Given task: Copy out these rows again, switching every "Report" to "Answer" and leaving everything else unchanged.

[Dataset rows about where objects are located]
▬▬▬

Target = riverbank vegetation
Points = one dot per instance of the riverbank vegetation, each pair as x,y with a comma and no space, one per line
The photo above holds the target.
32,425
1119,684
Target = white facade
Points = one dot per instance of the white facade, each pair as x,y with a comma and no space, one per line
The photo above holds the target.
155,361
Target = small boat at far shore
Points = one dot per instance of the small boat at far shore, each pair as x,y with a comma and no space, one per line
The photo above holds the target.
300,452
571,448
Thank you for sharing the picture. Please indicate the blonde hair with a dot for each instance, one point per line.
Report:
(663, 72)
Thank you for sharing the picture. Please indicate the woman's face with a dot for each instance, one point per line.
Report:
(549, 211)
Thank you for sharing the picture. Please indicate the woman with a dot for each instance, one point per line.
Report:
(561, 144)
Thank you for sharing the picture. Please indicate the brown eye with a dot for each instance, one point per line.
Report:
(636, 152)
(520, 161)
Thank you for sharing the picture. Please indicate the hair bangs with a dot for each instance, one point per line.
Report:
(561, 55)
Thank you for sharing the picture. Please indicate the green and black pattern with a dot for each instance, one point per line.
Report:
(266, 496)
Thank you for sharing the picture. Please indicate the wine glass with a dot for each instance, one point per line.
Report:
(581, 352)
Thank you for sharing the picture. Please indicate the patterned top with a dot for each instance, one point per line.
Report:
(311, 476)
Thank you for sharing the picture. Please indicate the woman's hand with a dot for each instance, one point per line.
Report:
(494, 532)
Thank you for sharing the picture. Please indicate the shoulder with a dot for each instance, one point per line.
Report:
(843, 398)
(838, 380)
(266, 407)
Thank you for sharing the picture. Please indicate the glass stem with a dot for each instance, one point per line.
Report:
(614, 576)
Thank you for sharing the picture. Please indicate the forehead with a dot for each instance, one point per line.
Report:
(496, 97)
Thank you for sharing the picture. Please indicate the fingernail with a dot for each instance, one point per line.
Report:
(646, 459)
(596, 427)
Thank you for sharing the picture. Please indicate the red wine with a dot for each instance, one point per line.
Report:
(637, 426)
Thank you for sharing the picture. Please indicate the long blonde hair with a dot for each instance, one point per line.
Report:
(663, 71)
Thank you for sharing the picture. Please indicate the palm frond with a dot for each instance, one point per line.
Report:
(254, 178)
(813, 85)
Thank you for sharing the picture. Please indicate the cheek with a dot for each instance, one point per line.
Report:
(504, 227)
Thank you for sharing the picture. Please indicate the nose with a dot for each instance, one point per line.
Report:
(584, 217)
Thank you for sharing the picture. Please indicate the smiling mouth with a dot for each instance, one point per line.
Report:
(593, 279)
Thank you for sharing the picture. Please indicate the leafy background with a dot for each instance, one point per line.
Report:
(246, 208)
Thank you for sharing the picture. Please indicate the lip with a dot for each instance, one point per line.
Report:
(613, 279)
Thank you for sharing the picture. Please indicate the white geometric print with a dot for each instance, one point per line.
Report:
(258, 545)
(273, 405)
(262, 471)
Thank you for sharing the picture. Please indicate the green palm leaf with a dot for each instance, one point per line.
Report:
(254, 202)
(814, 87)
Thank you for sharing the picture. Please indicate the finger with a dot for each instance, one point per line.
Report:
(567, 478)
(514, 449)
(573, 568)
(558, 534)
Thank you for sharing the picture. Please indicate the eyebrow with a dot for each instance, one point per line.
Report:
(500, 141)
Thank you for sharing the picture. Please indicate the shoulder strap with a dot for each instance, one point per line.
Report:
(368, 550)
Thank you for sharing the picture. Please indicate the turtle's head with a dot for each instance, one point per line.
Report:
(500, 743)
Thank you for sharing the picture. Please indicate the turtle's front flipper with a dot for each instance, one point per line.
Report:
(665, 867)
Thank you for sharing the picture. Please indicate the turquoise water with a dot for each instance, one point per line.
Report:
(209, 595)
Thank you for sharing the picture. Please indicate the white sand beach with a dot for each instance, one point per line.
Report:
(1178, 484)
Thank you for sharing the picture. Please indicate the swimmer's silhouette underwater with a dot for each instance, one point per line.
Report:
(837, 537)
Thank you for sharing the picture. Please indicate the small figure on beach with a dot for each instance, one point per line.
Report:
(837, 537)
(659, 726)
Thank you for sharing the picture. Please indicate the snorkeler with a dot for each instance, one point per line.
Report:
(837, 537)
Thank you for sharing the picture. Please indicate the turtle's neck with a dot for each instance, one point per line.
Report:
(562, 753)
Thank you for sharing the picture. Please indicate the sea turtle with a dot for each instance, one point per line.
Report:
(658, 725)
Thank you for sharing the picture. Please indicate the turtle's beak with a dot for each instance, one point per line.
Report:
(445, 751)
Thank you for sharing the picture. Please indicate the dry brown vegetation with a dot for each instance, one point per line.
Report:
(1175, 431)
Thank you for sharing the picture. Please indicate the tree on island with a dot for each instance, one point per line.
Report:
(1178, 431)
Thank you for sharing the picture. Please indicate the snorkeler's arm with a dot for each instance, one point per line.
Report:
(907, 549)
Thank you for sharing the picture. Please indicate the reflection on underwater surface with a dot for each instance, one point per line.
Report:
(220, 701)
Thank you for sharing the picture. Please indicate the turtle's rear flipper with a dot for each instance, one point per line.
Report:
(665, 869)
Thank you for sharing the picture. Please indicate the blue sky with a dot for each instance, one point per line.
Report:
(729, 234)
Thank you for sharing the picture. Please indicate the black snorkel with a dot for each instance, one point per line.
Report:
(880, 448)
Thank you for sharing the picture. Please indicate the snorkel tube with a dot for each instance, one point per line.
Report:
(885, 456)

▬▬▬

Exercise result:
Target = riverbank vegetation
Points = one dot per instance of the riverbank vegetation, each pair as x,y with a comma and no space, one per line
The photo above holds the target.
32,425
1119,684
Target = white facade
Points = one dot per instance of the white facade, each pair as x,y with a comma and no space, one per line
The photo above holds the target.
155,361
Target = small boat at far shore
Points = one dot per instance of the small boat at far shore, each pair as x,y with a comma and no space, one per line
The photo above holds the target.
300,452
571,448
Thank you for sharing the picture. Please indicate the blonde hair with a dot for each instance, one point per line.
Answer:
(663, 72)
Thank you for sharing the picture. Please indicate the woman's face with a dot for each instance, one point per line.
Answer:
(549, 211)
Thank you for sharing the picture. Please indicate the woman with a dot for each instance, one point per line.
Answer:
(561, 144)
Thank you for sharing the picture. Please indicate the brown eye with a dot for each instance, one point per line.
Answer:
(636, 152)
(520, 161)
Thank you for sharing the picture. Please indicate the hair bangs with a dot for each instance, one point per line.
Answer:
(561, 55)
Thank you for sharing the picture. Please indicate the green and black pattern with a dot for each instance, one point per line.
Answer:
(266, 496)
Thank you for sharing the picture. Please indicate the wine glass with a dot for each instance, one point per line.
Answer:
(581, 352)
Thank you for sharing the picture. Please indicate the patterned top with a dot for each instance, one point per line.
Answer:
(311, 476)
Thank you for sharing the picture. Please indicate the woman's hand with a dot for each instance, one point per line.
Answer:
(494, 532)
Thank you for sharing the picture. Please indicate the shoulder with a dot for each instance, one point per line.
Answer:
(843, 398)
(838, 380)
(266, 407)
Thank you for sharing the picture. Please indicate the glass stem with a dot for each instance, one point per line.
Answer:
(614, 576)
Thank you for sharing the picture. Please indicate the forehead with a dot for each instance, one point per line.
Answer:
(496, 97)
Thank you for sharing the picture. Please indicate the fingernail with a dot for each instance, one point per line.
Answer:
(646, 459)
(596, 427)
Thank you for sharing the picture. Please indicate the red wine with a dot for each instance, one point per line.
Answer:
(637, 426)
Thank you for sharing the picture. Please indicate the long blonde hair with a dot for each instance, one point per line.
Answer:
(663, 71)
Thank you for sharing the picture. Please indicate the palm frond with a dot for each instance, one point per line.
Answer:
(254, 178)
(813, 85)
Thank you for sharing the picture. Please indicate the cheek with a dot for each instance, one point per line.
Answer:
(504, 227)
Thank you for sharing the picture. Please indicate the nose with a dot for each instance, one point per line.
Answer:
(584, 217)
Thank you for sharing the picture. Please indicate the smiling mouth with a dot for each instance, one point per line.
Answer:
(593, 279)
Thank you for sharing the picture. Please indicate the leafy background with a dot for each instance, one point per line.
Answer:
(246, 208)
Thank you for sharing the picture. Please indicate the lip with a dot for each instance, one point per line.
Answer:
(613, 279)
Thank you for sharing the picture. Please indicate the white geometric print with a dot for each instance, one point per line.
Answer:
(258, 545)
(273, 405)
(262, 471)
Thank you for sharing the picture. Please indicate the green palm leaf with a dot for each instance, one point per line.
Answer:
(254, 202)
(814, 87)
Thank you for sharing the picture. Please indicate the finger with a dot for each instance, one point per line.
Answer:
(567, 478)
(514, 449)
(573, 568)
(558, 534)
Thank you for sharing the picture. Please indicate the eyebrow with a dot for each instance, one point per line.
Answer:
(500, 141)
Thank you for sharing the picture. Please indicate the shoulder strap with a dot for each instance, one point per line.
Answer:
(368, 550)
Thank you for sharing the picture. Please indicate the turtle's head with a dot for each instance, one point per line.
Answer:
(500, 743)
Thank you for sharing the picture. Please indicate the turtle's front flipper with a dot for each instance, one point per line.
Answer:
(665, 867)
Thank you for sharing the picture. Please indicate the turquoise water with a dot for each instance, one point per line.
Answer:
(209, 595)
Thank you for sharing the picture. Please indicate the white sand beach with a dot for each instance, one point per line.
Answer:
(1178, 484)
Thank you for sharing the picture. Please indicate the swimmer's silhouette underwater with a dot for each instance, one point per line.
Answer:
(837, 537)
Thank you for sharing the picture. Please indicate the small figure on beach with a dot for each instance, one point per line.
Answer:
(837, 537)
(659, 726)
Thank you for sharing the picture. Please indicate the snorkeler with a dot for each instance, one point per line.
Answer:
(837, 537)
Thank you for sharing the picture. Please indicate the turtle's neck with a dot for each instance, one point per line.
Answer:
(562, 753)
Thank you for sharing the picture. Please indicate the sea turtle with a dot for each instance, one point per line.
Answer:
(658, 725)
Thank you for sharing the picture. Please indicate the turtle's beak with a dot for each instance, one point per line.
Answer:
(445, 751)
Thank you for sharing the picture. Please indicate the dry brown vegetation with a dot for each instance, one point per line.
Answer:
(1175, 431)
Thank you for sharing the picture. Please indicate the tree on island with a dot for each instance, one point per line.
Answer:
(1178, 431)
Thank you for sharing the picture. Please indicate the snorkeler's arm with a dot for each instance, one point per line.
Answer:
(907, 549)
Thank you for sharing the picture. Please indicate the reflection on underwater surface with a dot for each instance, one point per line.
Answer:
(220, 701)
Thank you for sharing the picture. Please indicate the turtle's rear flipper with a dot for each instance, one point per line.
Answer:
(665, 869)
Thank you for sharing the picture. Please indicate the blue sky with a dot for each instance, one point per line.
Answer:
(729, 234)
Thank you for sharing the picture. Please indicate the black snorkel with a dot for each instance, one point per line.
Answer:
(880, 448)
Thank you for sharing the picture. Please indicate the snorkel tube with a dot for each instance, one point per line.
Answer:
(885, 456)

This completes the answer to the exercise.